> _Written request_
From the material below, pull out every line that contains the string "edge", and treat uppercase and lowercase letters as different.

> _Given records_
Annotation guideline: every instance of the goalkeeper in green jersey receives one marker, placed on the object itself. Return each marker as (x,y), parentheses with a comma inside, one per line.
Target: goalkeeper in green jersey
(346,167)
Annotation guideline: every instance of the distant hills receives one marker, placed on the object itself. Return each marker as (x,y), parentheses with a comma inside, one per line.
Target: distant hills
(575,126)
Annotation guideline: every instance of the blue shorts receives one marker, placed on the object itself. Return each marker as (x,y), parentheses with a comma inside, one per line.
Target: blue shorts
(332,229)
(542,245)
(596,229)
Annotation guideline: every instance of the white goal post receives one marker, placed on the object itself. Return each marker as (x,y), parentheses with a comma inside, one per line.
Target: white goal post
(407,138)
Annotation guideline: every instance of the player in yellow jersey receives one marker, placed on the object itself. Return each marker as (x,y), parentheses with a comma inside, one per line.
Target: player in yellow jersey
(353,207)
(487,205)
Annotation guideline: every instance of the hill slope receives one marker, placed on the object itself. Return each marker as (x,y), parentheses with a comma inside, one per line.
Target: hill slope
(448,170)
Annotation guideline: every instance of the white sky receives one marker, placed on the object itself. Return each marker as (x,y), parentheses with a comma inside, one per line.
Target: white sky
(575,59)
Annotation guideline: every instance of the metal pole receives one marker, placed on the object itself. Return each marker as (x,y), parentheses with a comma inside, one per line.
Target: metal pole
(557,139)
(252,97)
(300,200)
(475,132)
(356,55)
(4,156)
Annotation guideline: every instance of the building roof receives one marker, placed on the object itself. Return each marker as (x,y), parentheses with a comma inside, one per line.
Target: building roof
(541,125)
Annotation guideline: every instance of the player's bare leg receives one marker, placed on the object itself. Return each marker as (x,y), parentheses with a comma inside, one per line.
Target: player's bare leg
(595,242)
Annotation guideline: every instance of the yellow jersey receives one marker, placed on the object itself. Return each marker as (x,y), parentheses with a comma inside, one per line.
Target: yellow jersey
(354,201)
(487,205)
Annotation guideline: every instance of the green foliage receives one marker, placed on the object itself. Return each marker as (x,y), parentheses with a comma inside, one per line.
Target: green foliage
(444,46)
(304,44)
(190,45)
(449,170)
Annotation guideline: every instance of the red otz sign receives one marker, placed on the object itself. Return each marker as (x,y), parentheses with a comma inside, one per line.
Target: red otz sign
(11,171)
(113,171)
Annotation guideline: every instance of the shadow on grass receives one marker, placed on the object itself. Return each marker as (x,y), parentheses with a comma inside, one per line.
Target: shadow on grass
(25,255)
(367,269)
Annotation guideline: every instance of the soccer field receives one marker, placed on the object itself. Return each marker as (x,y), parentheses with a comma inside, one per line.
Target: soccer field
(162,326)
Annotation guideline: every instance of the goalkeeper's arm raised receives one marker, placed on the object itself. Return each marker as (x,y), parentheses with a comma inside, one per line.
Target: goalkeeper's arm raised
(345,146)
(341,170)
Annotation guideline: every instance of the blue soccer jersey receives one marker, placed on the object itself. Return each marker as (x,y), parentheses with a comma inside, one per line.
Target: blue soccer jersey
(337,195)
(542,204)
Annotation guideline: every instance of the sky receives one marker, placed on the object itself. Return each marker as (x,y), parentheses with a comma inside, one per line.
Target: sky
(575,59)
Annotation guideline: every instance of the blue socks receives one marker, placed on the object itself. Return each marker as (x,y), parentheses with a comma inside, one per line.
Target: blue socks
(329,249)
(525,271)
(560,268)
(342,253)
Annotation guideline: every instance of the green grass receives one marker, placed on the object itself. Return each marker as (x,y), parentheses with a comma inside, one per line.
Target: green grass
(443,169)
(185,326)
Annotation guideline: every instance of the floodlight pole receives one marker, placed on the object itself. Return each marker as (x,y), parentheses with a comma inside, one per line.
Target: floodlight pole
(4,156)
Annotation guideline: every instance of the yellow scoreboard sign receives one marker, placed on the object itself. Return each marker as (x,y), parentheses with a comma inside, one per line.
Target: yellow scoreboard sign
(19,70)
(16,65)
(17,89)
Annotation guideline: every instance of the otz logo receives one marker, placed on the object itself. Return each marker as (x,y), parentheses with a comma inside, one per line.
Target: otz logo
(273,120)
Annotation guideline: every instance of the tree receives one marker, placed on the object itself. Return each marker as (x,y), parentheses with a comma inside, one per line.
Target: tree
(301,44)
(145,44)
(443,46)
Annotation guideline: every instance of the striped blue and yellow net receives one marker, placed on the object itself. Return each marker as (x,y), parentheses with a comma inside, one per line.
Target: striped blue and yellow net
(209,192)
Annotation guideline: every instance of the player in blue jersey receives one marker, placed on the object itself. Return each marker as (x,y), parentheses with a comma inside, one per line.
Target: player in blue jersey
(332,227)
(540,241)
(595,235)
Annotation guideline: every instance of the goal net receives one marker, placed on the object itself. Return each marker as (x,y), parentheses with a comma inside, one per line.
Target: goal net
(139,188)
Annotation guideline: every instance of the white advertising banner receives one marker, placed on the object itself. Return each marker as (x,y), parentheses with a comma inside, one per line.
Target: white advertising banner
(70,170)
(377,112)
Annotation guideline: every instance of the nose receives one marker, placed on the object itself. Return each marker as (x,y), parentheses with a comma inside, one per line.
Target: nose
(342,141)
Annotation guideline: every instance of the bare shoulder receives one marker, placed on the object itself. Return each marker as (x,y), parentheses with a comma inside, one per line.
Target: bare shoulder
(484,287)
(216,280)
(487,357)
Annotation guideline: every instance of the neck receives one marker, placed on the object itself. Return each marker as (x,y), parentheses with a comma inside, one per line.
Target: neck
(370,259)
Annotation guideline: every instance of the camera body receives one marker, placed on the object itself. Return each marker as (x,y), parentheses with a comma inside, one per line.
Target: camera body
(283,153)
...
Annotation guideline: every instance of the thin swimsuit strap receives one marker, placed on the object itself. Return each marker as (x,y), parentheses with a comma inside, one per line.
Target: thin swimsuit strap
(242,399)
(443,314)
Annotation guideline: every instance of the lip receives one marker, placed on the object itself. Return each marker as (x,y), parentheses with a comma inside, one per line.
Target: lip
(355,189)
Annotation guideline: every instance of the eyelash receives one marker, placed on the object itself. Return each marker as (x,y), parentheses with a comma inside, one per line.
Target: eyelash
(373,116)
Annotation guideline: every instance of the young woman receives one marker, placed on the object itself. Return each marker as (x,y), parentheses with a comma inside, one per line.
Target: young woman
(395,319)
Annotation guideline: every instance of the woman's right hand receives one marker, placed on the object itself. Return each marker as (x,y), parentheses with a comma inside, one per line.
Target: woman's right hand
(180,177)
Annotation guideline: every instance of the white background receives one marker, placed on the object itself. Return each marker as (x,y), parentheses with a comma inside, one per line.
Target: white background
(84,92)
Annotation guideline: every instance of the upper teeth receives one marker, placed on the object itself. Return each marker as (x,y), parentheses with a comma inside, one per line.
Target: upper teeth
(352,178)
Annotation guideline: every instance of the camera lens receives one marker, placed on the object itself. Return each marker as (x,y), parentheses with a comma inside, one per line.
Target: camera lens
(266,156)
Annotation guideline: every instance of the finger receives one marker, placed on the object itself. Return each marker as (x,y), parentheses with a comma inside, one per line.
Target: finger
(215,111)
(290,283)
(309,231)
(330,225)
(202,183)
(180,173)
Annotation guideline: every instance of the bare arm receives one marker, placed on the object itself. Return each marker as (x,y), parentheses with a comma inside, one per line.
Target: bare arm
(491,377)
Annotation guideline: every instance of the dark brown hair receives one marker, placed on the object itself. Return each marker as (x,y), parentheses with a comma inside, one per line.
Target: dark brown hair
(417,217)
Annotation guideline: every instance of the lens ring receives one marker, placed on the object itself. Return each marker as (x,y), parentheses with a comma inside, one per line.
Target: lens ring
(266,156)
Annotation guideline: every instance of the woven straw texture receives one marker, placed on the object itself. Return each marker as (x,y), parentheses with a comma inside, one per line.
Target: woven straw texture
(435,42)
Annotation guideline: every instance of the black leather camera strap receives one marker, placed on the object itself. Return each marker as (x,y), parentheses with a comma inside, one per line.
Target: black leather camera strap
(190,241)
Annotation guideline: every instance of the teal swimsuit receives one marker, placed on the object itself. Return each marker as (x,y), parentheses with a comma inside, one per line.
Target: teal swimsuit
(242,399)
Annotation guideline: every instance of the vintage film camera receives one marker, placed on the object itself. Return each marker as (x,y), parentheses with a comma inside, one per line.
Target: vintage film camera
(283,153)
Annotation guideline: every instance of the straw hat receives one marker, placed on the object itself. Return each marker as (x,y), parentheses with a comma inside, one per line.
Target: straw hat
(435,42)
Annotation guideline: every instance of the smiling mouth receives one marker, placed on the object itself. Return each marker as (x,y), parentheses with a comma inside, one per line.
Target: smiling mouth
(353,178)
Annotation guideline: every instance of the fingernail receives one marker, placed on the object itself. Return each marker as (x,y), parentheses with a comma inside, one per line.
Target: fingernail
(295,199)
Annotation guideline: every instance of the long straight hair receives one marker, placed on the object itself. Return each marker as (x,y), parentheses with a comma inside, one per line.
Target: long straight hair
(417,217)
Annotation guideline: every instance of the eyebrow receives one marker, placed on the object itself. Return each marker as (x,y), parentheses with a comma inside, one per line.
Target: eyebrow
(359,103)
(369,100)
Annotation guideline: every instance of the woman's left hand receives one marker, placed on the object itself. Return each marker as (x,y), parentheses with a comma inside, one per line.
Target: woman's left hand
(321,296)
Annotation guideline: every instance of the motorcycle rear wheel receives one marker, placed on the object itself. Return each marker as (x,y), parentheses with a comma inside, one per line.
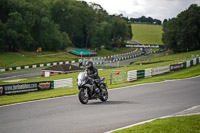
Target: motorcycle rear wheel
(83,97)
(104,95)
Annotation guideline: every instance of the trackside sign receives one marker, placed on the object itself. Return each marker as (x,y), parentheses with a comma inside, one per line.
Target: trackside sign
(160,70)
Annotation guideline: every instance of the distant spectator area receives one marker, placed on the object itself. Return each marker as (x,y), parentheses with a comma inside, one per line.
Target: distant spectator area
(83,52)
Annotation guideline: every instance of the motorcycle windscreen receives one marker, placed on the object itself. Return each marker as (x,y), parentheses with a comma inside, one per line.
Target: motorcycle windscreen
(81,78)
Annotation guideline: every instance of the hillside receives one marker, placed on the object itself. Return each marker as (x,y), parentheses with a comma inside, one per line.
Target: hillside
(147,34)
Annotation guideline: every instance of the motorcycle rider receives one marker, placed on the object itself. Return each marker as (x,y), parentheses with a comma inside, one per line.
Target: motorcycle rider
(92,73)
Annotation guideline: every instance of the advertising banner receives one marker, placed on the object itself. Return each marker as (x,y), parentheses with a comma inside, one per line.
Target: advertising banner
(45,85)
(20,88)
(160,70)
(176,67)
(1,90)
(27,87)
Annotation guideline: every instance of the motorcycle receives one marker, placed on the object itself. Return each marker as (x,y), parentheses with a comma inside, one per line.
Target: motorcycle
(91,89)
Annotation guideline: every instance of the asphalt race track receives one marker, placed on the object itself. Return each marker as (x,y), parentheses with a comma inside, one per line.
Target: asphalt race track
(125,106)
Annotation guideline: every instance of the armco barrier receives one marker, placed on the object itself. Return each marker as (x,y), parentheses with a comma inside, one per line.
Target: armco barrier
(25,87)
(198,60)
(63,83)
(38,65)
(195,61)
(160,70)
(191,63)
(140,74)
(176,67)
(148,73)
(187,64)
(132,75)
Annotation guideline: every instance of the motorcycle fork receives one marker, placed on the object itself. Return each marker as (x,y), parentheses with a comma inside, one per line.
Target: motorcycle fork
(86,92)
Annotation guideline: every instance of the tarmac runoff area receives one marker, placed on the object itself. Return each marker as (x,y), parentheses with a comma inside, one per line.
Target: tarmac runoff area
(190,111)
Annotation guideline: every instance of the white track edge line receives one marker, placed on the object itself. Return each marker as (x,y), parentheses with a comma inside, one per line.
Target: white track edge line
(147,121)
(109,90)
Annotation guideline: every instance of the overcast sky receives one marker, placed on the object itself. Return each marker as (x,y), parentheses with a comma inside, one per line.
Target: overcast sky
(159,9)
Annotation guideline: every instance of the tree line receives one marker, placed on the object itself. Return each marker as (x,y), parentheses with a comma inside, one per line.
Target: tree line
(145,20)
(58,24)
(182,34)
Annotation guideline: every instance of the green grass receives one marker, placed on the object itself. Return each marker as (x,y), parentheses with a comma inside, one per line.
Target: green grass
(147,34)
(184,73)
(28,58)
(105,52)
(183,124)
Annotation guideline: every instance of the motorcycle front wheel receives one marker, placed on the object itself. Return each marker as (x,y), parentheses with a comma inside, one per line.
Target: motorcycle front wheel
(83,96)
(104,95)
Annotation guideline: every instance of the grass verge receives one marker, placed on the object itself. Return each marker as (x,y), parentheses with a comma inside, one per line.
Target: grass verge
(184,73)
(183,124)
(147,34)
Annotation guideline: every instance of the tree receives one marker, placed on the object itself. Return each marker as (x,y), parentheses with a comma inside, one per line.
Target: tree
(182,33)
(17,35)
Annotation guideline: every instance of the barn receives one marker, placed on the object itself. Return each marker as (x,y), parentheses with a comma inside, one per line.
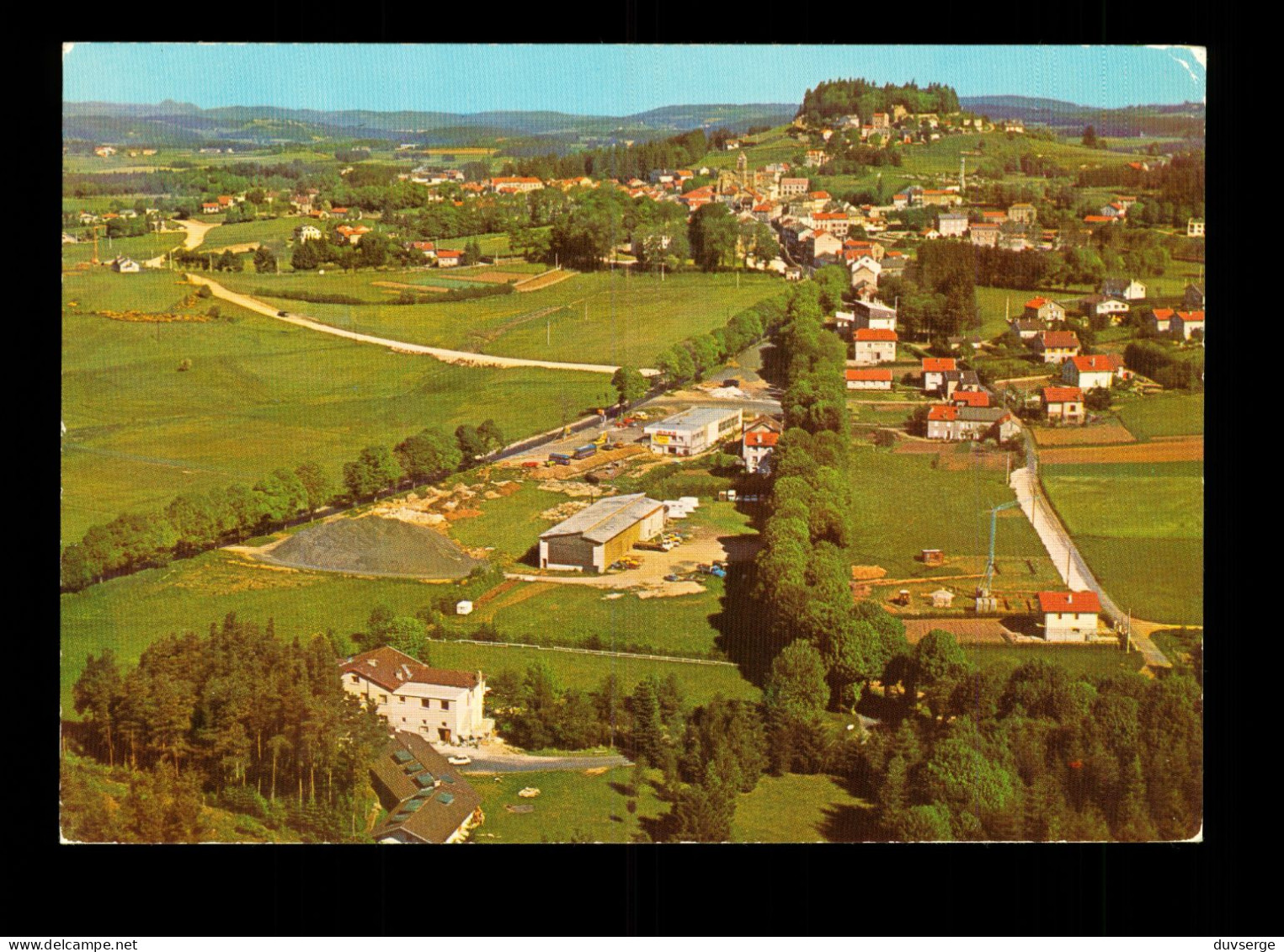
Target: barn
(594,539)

> _Task result_
Annotation guideline: every instance of the white track edge line receives one marker, placed on the object itself. Return each marker as (x,y), parentheses with a comma inside, one per line.
Target: white track edge line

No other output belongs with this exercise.